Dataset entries

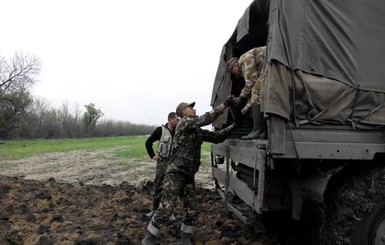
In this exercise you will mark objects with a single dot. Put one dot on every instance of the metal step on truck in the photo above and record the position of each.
(323, 98)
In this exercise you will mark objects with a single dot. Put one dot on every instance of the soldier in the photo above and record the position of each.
(250, 67)
(164, 135)
(184, 163)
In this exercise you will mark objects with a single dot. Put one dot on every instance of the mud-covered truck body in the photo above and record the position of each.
(323, 98)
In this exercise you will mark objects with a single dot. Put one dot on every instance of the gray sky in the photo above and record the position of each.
(136, 60)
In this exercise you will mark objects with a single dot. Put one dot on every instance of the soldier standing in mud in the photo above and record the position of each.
(250, 67)
(164, 134)
(184, 163)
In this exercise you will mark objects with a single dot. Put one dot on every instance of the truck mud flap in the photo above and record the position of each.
(252, 155)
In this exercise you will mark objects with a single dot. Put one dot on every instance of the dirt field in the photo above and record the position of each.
(86, 198)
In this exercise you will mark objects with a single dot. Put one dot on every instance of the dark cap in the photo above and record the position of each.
(230, 63)
(181, 106)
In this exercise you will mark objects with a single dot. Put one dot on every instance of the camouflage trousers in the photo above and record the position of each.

*The problem*
The required result is an exact repetition of the lines from the one containing "of the mud-covered" through the last line of the data.

*Result for this exercise*
In this exercise you will mark objects with a single dot. Put one dot on every instance of the mud-covered truck body in the photo above and record the position of each.
(323, 98)
In this exercise you will mark objects with a single dot. Put one dot on every instance of the gray sky in the photo above and record the position of each.
(136, 60)
In this exercise you will mark objects with a single dot. Put one dot on every instance of the soldier standing in mud in the photo above and record the position of each.
(250, 67)
(164, 134)
(184, 163)
In this exercise you will mark objects with a single dot. Put one dot on every instance of the truck mud flap in the photo above and record the position of each.
(252, 155)
In this exercise you will mark objects with a single dot. Put one dot on every instance of the dirt field in the photo above and record the position of each.
(86, 198)
In this exercise you will mark objects with a single dot. Put one dot on every instance of the dark cap in the photo above and record the position of each.
(230, 63)
(181, 106)
In this exercise you will mark objects with a single dot. Put one dot on every instance of the camouflage trousers in the photo above and record the position of each.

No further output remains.